▶ SOURCE MATERIAL

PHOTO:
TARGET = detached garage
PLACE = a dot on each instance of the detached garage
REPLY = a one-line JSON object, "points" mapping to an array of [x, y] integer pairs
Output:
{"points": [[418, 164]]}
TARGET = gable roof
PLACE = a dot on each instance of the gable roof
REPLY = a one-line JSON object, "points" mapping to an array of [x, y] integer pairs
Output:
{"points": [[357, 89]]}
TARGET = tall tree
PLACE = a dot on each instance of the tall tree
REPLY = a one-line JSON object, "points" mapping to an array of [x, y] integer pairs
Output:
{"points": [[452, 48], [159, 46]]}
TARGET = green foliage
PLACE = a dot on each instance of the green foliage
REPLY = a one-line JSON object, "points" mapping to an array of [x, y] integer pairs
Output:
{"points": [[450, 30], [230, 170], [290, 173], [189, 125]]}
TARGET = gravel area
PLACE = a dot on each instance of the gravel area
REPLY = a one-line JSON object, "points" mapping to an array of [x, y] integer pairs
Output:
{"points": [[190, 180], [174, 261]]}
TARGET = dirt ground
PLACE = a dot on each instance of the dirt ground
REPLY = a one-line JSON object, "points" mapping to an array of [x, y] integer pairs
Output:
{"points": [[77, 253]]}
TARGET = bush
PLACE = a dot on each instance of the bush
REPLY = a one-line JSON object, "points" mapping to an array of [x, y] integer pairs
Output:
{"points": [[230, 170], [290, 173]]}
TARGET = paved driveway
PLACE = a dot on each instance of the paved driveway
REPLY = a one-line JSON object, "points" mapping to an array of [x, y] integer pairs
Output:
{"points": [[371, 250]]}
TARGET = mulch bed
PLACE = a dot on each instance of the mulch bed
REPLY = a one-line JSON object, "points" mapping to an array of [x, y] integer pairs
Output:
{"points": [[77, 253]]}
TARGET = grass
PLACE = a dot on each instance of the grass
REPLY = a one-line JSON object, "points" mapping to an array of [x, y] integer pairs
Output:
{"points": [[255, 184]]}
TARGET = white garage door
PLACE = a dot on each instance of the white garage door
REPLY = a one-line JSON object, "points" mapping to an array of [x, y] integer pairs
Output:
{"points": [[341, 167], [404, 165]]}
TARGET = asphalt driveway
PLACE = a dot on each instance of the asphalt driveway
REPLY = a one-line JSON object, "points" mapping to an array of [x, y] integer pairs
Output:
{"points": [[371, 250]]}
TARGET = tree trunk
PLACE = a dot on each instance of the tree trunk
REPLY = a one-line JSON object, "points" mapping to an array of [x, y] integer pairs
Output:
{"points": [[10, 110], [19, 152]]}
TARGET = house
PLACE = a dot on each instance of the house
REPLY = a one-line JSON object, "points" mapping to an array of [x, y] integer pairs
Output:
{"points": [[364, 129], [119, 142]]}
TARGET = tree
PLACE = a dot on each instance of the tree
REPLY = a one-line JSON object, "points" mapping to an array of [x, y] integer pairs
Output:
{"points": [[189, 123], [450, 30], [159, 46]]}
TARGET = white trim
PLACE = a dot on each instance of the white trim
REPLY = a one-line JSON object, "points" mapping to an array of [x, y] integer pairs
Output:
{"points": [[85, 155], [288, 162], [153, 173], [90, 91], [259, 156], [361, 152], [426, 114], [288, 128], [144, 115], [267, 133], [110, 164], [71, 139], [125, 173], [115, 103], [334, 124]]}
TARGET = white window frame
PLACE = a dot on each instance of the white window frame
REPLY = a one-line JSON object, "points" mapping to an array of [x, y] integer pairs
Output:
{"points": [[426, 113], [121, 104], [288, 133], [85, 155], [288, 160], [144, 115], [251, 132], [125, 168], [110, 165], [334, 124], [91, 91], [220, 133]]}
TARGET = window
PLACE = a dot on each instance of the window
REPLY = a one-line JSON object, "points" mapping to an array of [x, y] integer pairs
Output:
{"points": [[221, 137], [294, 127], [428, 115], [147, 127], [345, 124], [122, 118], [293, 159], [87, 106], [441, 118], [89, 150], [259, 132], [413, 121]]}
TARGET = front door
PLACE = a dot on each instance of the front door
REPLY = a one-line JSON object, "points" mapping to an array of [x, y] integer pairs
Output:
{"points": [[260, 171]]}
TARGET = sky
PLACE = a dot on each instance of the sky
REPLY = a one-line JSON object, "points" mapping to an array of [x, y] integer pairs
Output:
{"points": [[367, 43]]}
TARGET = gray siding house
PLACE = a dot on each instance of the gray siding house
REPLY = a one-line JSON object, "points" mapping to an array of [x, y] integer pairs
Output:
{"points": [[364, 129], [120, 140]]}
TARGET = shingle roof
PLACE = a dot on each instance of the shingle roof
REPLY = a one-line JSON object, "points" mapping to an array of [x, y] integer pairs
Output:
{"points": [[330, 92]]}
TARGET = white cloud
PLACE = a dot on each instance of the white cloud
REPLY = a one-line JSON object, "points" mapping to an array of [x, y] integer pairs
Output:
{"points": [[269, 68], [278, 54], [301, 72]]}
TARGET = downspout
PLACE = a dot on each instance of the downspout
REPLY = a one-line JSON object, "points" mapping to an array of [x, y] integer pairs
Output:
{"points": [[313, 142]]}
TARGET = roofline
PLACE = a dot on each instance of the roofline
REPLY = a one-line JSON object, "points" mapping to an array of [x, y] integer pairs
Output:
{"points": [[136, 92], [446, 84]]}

▶ EXERCISE
Copy all of the items above line for line, with no changes.

▶ SOLUTION
PHOTO:
TARGET = detached garage
PLACE = a dot on each instance of the detached garage
REPLY = a one-line JSON object, "points" mapping to an array of [x, y] integer pairs
Output:
{"points": [[418, 164]]}
TARGET = gable roof
PLACE = a dot on each instance of the gable roof
REPLY = a one-line JSON object, "points" mapping to an array of [x, y] integer pairs
Output:
{"points": [[357, 89]]}
TARGET = tall tree
PLACE = a dot on each instance of the tall tree
REPLY = a one-line JSON object, "points" mapping to an array of [x, y] integer pairs
Output:
{"points": [[452, 48], [159, 46]]}
TARGET = green foliage
PLACE = a dot on each instance of the green foliage
REPLY = a one-line JSON object, "points" mapping to an array of [x, y] integer pairs
Output:
{"points": [[450, 30], [230, 170], [290, 173], [189, 125]]}
TARGET = gravel area
PLACE = a dot on each instance of the gravel area
REPLY = a one-line JSON object, "points" mapping to an array of [x, y] integer pairs
Output:
{"points": [[190, 180], [174, 261]]}
TARGET = dirt ground
PLACE = a dot on each instance of the dirt ground
REPLY = a one-line JSON object, "points" mapping to an array of [x, y] integer pairs
Output:
{"points": [[77, 253]]}
TARGET = bush
PLACE = a dot on each instance of the bush
REPLY = a one-line JSON object, "points" mapping to an array of [x, y] integer pairs
Output:
{"points": [[230, 170], [290, 173]]}
TARGET = paved driveway
PLACE = a dot on each instance of the paved driveway
REPLY = a one-line JSON object, "points" mapping to an array of [x, y] integer pairs
Output:
{"points": [[371, 250]]}
TARGET = mulch bed
PLACE = a dot on each instance of the mulch bed
REPLY = a one-line JSON object, "points" mapping to an array of [x, y] integer pairs
Output:
{"points": [[77, 253]]}
TARGET = grass
PLACE = a dot on each instance of the grass
REPLY = a one-line JSON object, "points" mapping to an array of [x, y] integer pairs
Output:
{"points": [[255, 184]]}
TARGET = white garage door
PLACE = a dot on each instance of the white garage door
REPLY = a one-line JSON object, "points" mapping to an array of [x, y] integer pairs
Output:
{"points": [[341, 167], [404, 165]]}
TARGET = asphalt driveway
PLACE = a dot on each instance of the asphalt driveway
REPLY = a one-line JSON object, "points" mapping to an array of [x, y] integer pairs
Output:
{"points": [[371, 250]]}
TARGET = tree trunk
PLACE = a dot on each instance of the tree trunk
REPLY = a one-line JSON object, "points" mapping to an array of [x, y] integer pairs
Output:
{"points": [[10, 110], [19, 152]]}
TARGET = house
PLACE = a dot on each instance of the house
REPLY = a one-line JSON object, "points" mapping to an array of [x, y] integer pairs
Output:
{"points": [[364, 129], [119, 142]]}
TARGET = tree
PLACE = a dot on each instance of the tree
REPLY = a one-line JSON object, "points" mapping to an array of [x, y] integer pairs
Output:
{"points": [[189, 123], [450, 30], [159, 46]]}
TARGET = white trim
PLACE = a dot on each instance of the white trim
REPLY = a one-line JSON object, "points" mapping to an array of [x, y] integer pairs
Output:
{"points": [[85, 155], [288, 162], [153, 173], [90, 91], [259, 156], [361, 152], [426, 114], [288, 128], [144, 115], [267, 133], [110, 164], [71, 139], [125, 173], [115, 103], [334, 124]]}
TARGET = white window frame
PLACE = a dot on each instance of the white window frame
REPLY = a one-line JSON object, "points" mapping to an array of [x, y] integer pairs
Output:
{"points": [[426, 113], [121, 104], [288, 133], [85, 155], [288, 160], [144, 115], [251, 132], [125, 168], [110, 165], [334, 124], [91, 91], [220, 133]]}
TARGET = window
PLACE = a dot on each instance of the window
REPLY = a one-line JSON object, "points" mapping to an array of [x, y] integer pairs
Output:
{"points": [[221, 137], [294, 127], [428, 115], [147, 127], [345, 124], [122, 118], [293, 159], [87, 106], [441, 118], [89, 150], [259, 132], [413, 121]]}
TARGET = front door
PLACE = a dot on each instance of the front door
REPLY = a one-line JSON object, "points" mapping to an array of [x, y] integer pairs
Output:
{"points": [[260, 171]]}
TARGET = sky
PLACE = a dot on each instance of the sky
REPLY = a one-line JSON object, "points" mapping to an array of [x, y] integer pairs
Output:
{"points": [[367, 43]]}
TARGET = gray siding house
PLACE = a dot on each instance of the gray siding house
REPLY = a one-line JSON object, "points" mapping to an array of [x, y] integer pairs
Output:
{"points": [[364, 129], [120, 140]]}
TARGET = shingle roof
PLACE = a dot on each instance of the shingle roof
REPLY = a one-line JSON object, "points" mapping to an array of [x, y] integer pairs
Output:
{"points": [[330, 92]]}
TARGET = white cloud
PLACE = a dot on each instance of the white cloud
REPLY = a one-line JSON object, "points" mapping to an array of [x, y] integer pairs
Output:
{"points": [[269, 68], [278, 54], [301, 72]]}
TARGET = downspout
PLACE = a dot on each instance of the downspout
REPLY = a one-line JSON object, "points" mapping to an array of [x, y] integer pairs
Output:
{"points": [[313, 142]]}
TARGET = roofline
PLACE = a dot on each instance of the roofline
REPLY = a one-line JSON object, "points" mapping to an array of [x, y] integer pairs
Output:
{"points": [[136, 92], [446, 84]]}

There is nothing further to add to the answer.